━━━━━ Passage to read

Saturday, July 24, 2021

Defund the (Tax) Police

Over the last decade, Congress has steadily cut funding for the Internal Revenue Service (IRS) enforcement of US tax law.  As a result, the IRS has lost almost half its auditors and more than one-third of its revenue collectors.  Not surprisingly, this has led to steep drops in tax collection, especially from the wealthy and corporations.

 As part of President Biden’s effort to pay for his $1.9 trillion infrastructure bill, he has proposed an increase in funding to the IRS of $100 billion to restore the agency to its 2010 level of enforcement personnel.  Republicans, however, have unanimously objected to the funding increase.  The problem is that Biden needs the IRS restoration to collect funds that will be necessary to pay for the bill.

According to IRS Commissioner Charles Rettig, the United States loses up to $1 trillion in unpaid taxes per year, in part because there are not enough employees to adequately audit returns for fraud and collect the appropriate revenue.  

Restoring IRS funding is not a “tax increase,” so dreaded by conservatives.  Rather, it only enforces existing law in order to collect from tax cheats.  But the return on investment is extraordinary, up to twenty-four times that of the initial cost.  Estimating this return on investment is difficult since it involves new, more sensitive methods to track the use of cryptocurrency, offshore tax evasion, illegal income undetected by the IRS, and underreporting from pass-through businesses.  It must also include the indirect effect of “voluntary” compliance once the tax cheats realize they are much more likely to be caught.

━━━━━━━━━━
━━━━━ Information given

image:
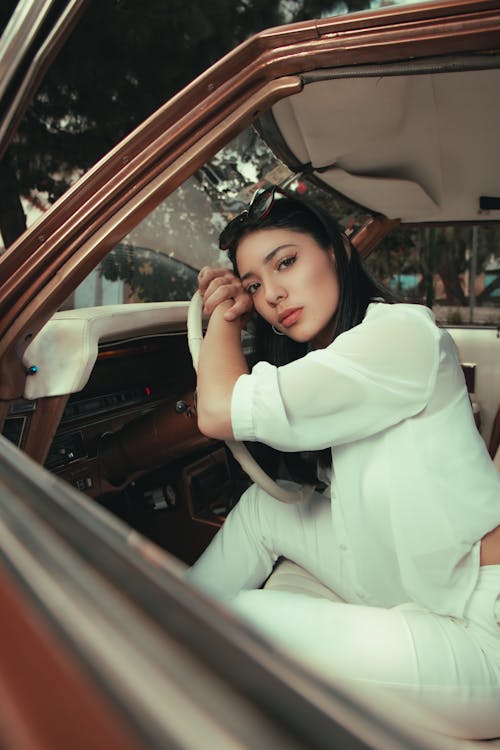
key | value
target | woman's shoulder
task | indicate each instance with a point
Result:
(400, 312)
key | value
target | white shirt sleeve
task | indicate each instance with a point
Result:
(371, 377)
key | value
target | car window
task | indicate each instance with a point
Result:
(160, 258)
(79, 112)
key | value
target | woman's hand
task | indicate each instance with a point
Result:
(219, 286)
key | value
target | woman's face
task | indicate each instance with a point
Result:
(293, 282)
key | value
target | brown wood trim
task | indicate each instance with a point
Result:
(416, 32)
(495, 435)
(42, 427)
(4, 410)
(47, 701)
(29, 313)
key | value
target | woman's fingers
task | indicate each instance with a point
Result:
(207, 274)
(241, 308)
(218, 285)
(218, 293)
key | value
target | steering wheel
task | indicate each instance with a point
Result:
(239, 450)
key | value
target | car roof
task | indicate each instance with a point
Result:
(413, 140)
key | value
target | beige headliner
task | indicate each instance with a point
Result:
(416, 147)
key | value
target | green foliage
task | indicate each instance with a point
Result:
(123, 60)
(151, 276)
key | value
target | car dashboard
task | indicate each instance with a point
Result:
(127, 434)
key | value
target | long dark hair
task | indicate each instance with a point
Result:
(357, 288)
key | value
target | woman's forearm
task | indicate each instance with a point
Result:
(220, 364)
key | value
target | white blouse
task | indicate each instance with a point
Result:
(413, 485)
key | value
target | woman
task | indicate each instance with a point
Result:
(407, 531)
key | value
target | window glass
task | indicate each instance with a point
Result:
(142, 54)
(160, 259)
(455, 270)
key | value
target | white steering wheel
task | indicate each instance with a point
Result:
(239, 450)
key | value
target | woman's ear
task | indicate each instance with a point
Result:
(347, 245)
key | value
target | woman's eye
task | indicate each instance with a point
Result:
(287, 262)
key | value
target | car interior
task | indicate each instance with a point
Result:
(98, 381)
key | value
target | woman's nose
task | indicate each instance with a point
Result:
(274, 294)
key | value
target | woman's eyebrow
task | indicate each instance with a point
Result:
(268, 258)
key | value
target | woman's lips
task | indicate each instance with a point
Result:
(290, 317)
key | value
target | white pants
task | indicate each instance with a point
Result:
(449, 668)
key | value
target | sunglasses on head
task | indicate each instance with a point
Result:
(259, 207)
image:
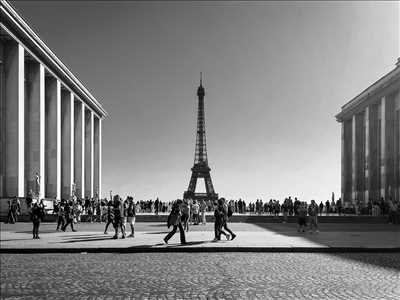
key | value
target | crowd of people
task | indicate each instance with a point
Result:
(119, 213)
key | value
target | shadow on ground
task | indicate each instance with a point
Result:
(290, 230)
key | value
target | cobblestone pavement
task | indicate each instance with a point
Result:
(201, 276)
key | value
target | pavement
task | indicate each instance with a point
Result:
(257, 237)
(200, 276)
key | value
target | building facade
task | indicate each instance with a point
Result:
(50, 124)
(371, 142)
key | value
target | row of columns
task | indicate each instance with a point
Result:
(371, 152)
(46, 132)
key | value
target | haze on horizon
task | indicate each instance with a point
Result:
(275, 75)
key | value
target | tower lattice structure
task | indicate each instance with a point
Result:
(200, 167)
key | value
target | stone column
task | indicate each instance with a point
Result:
(91, 154)
(42, 132)
(367, 163)
(96, 155)
(72, 141)
(100, 156)
(88, 154)
(382, 160)
(32, 124)
(343, 160)
(14, 120)
(353, 159)
(83, 148)
(67, 140)
(53, 137)
(79, 148)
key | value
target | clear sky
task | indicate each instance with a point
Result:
(275, 75)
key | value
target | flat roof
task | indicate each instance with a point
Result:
(381, 83)
(14, 23)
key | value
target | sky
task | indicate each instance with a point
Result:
(275, 76)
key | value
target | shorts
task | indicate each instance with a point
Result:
(131, 220)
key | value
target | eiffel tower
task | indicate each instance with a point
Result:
(200, 168)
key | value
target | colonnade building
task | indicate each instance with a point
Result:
(50, 124)
(371, 142)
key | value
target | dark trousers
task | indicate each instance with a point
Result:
(227, 229)
(10, 217)
(108, 224)
(69, 221)
(173, 231)
(60, 222)
(35, 230)
(218, 230)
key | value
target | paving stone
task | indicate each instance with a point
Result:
(201, 276)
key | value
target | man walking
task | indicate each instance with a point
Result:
(174, 219)
(118, 217)
(313, 213)
(131, 214)
(69, 214)
(227, 215)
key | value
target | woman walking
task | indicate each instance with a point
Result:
(36, 217)
(219, 216)
(174, 219)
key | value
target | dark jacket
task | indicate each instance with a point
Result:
(174, 217)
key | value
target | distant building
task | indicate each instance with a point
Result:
(50, 124)
(371, 142)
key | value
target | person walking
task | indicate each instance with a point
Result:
(313, 214)
(36, 217)
(61, 215)
(110, 216)
(203, 208)
(220, 220)
(118, 216)
(302, 217)
(69, 215)
(174, 219)
(196, 211)
(131, 214)
(185, 214)
(10, 215)
(227, 214)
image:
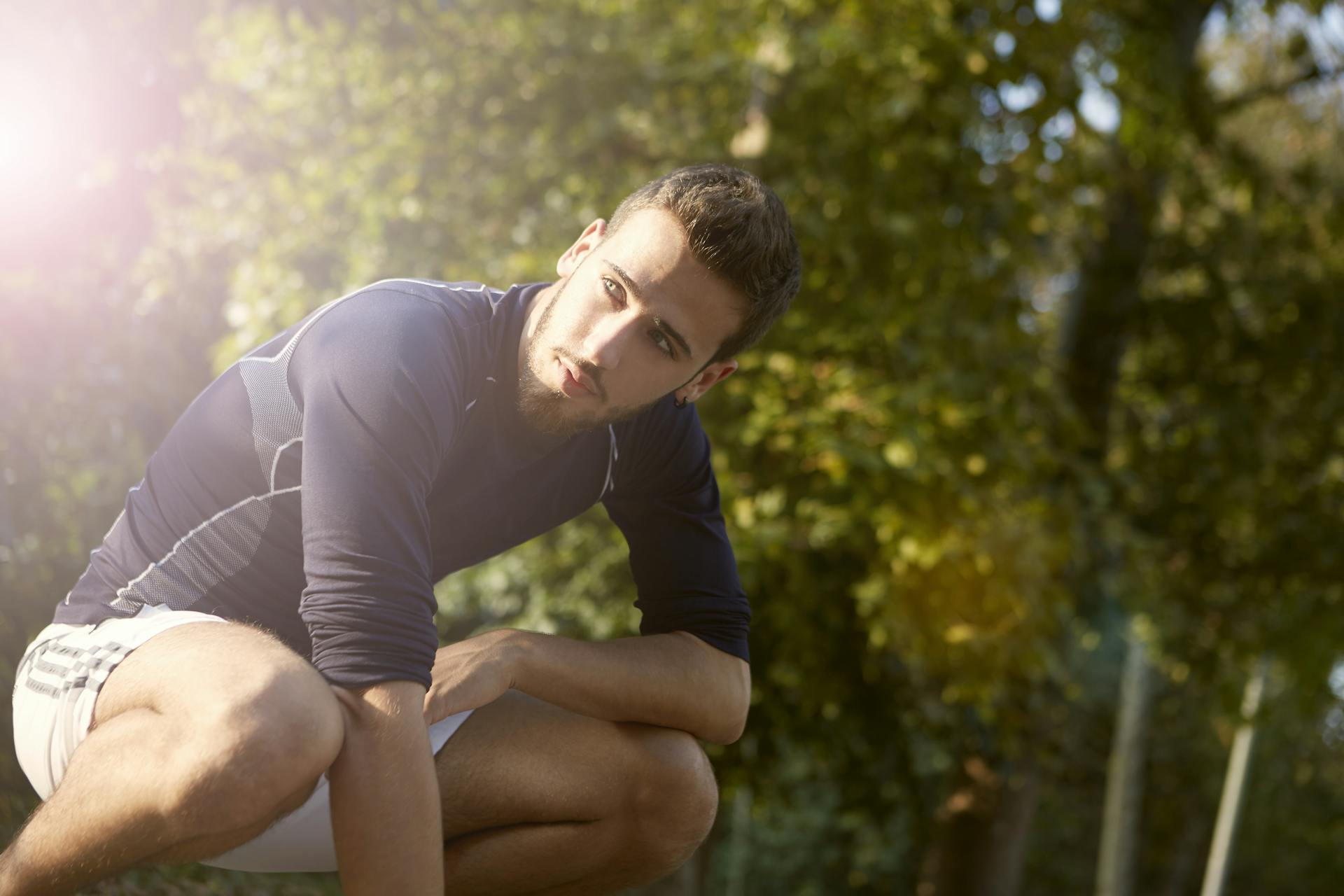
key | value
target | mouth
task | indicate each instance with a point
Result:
(574, 383)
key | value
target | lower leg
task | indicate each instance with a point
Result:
(556, 859)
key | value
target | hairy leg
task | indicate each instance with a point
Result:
(542, 799)
(202, 736)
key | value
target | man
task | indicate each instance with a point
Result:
(254, 640)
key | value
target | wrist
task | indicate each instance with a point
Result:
(510, 650)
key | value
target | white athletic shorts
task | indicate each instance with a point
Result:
(57, 684)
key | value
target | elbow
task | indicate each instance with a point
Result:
(736, 713)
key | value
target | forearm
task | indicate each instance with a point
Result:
(386, 814)
(672, 680)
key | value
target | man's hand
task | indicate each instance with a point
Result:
(386, 813)
(673, 680)
(470, 675)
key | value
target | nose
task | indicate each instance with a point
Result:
(606, 340)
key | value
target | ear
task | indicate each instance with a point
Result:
(713, 374)
(592, 235)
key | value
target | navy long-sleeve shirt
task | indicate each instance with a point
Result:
(324, 482)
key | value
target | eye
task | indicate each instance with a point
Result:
(662, 340)
(613, 290)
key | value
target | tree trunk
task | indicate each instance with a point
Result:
(1126, 777)
(1238, 763)
(980, 846)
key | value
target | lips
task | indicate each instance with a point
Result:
(574, 381)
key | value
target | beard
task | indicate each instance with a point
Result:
(549, 410)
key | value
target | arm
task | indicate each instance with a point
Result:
(673, 680)
(386, 813)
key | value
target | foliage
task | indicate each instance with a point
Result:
(917, 505)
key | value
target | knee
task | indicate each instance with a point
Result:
(258, 745)
(675, 797)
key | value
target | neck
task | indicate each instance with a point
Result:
(534, 315)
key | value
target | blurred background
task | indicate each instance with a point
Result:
(1037, 488)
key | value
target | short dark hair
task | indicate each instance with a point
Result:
(739, 230)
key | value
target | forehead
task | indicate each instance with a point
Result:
(654, 250)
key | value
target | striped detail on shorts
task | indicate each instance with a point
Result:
(55, 668)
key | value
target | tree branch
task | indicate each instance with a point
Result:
(1312, 76)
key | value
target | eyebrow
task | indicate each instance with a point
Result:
(662, 324)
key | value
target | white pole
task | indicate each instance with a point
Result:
(1228, 808)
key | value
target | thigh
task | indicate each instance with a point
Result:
(522, 760)
(200, 666)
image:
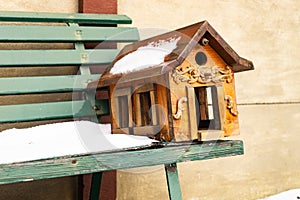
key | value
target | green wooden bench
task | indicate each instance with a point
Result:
(39, 98)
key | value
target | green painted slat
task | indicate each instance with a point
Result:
(90, 163)
(64, 17)
(56, 57)
(45, 84)
(14, 33)
(173, 182)
(53, 110)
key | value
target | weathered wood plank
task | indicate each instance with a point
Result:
(96, 162)
(44, 84)
(53, 110)
(56, 57)
(12, 16)
(21, 33)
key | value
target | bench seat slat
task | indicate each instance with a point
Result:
(45, 84)
(104, 161)
(12, 16)
(52, 110)
(15, 33)
(56, 57)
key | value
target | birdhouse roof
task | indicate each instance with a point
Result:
(169, 50)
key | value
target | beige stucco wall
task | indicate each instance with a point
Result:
(265, 32)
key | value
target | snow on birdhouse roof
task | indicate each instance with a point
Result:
(145, 56)
(167, 51)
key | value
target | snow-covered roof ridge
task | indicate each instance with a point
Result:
(145, 56)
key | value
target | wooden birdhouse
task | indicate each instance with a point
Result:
(177, 86)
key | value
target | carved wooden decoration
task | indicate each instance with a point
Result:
(178, 86)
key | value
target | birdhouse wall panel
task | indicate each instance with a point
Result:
(231, 125)
(180, 111)
(164, 105)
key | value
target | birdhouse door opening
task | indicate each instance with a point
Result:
(207, 108)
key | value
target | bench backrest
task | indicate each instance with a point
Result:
(45, 64)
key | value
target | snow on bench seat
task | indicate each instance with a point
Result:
(61, 139)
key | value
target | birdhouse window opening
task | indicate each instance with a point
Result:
(123, 111)
(145, 111)
(121, 107)
(207, 108)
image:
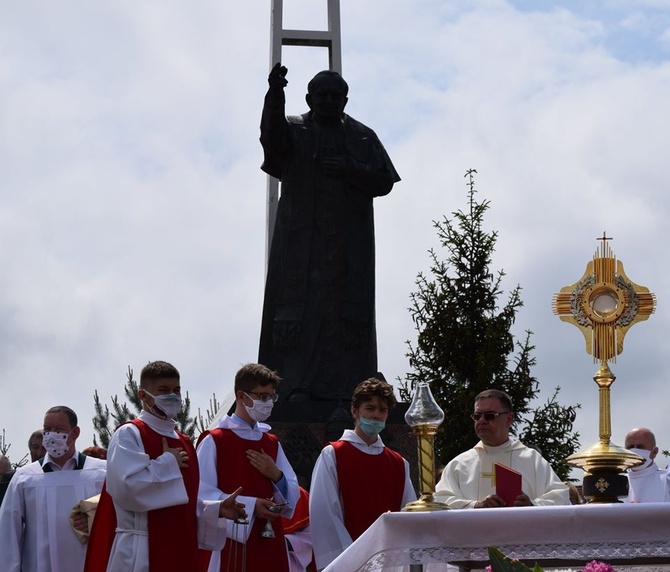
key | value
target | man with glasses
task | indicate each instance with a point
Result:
(468, 480)
(241, 453)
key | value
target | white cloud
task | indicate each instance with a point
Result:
(132, 207)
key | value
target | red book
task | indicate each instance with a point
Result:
(508, 483)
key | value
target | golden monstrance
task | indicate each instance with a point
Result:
(604, 304)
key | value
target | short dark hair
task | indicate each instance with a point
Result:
(38, 434)
(253, 374)
(157, 370)
(71, 415)
(505, 400)
(367, 389)
(327, 76)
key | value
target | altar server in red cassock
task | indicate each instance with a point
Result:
(357, 478)
(241, 451)
(150, 518)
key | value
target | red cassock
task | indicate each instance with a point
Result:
(176, 524)
(370, 485)
(235, 470)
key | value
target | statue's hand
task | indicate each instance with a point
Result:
(277, 77)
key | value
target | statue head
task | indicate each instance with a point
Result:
(327, 96)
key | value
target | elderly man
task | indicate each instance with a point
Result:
(647, 482)
(467, 481)
(35, 530)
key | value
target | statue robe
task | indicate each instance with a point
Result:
(318, 326)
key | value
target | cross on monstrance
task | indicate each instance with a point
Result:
(604, 304)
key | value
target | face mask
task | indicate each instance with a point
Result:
(55, 443)
(168, 405)
(643, 453)
(371, 427)
(260, 410)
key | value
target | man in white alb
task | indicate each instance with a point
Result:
(35, 530)
(647, 482)
(467, 481)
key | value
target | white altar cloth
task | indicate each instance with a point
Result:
(561, 535)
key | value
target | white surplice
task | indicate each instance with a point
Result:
(468, 478)
(301, 555)
(35, 530)
(138, 484)
(649, 484)
(207, 458)
(329, 535)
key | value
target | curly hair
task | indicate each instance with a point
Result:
(253, 374)
(367, 389)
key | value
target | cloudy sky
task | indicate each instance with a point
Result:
(132, 206)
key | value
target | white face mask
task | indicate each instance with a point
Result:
(260, 410)
(55, 443)
(643, 453)
(168, 405)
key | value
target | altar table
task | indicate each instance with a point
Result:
(625, 534)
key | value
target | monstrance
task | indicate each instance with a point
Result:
(604, 304)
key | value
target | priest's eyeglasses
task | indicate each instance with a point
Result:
(265, 396)
(488, 416)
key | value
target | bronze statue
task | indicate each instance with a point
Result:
(318, 328)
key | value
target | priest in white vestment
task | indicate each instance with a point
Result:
(35, 530)
(468, 480)
(647, 482)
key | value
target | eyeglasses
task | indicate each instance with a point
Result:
(265, 396)
(488, 416)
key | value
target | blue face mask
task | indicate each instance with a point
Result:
(371, 427)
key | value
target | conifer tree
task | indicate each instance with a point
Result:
(465, 344)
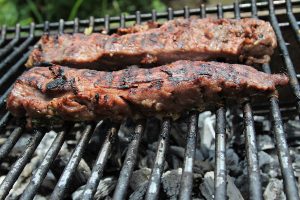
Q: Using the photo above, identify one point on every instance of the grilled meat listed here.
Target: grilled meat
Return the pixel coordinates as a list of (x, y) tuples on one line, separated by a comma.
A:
[(246, 40), (82, 94)]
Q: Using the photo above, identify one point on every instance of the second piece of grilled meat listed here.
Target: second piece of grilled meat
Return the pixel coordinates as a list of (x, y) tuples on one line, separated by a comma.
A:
[(82, 94), (246, 40)]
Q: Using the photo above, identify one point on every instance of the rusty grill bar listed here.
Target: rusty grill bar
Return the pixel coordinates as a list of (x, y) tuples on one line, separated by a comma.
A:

━━━━━━━━━━

What needs to be done:
Answer these questions from the text on IRS funding:
(a) What increase in IRS funding has President Biden proposed?
(b) According to IRS Commissioner Charles Rettig, how much in unpaid taxes does the United States lose each year?
(c) How large can the return on investment from restoring IRS funding be?
These entries come from a different source than the text.

The completed task:
(a) $100 billion, to restore the agency to its 2010 level of enforcement personnel.
(b) Up to $1 trillion per year.
(c) Up to twenty-four times the initial cost.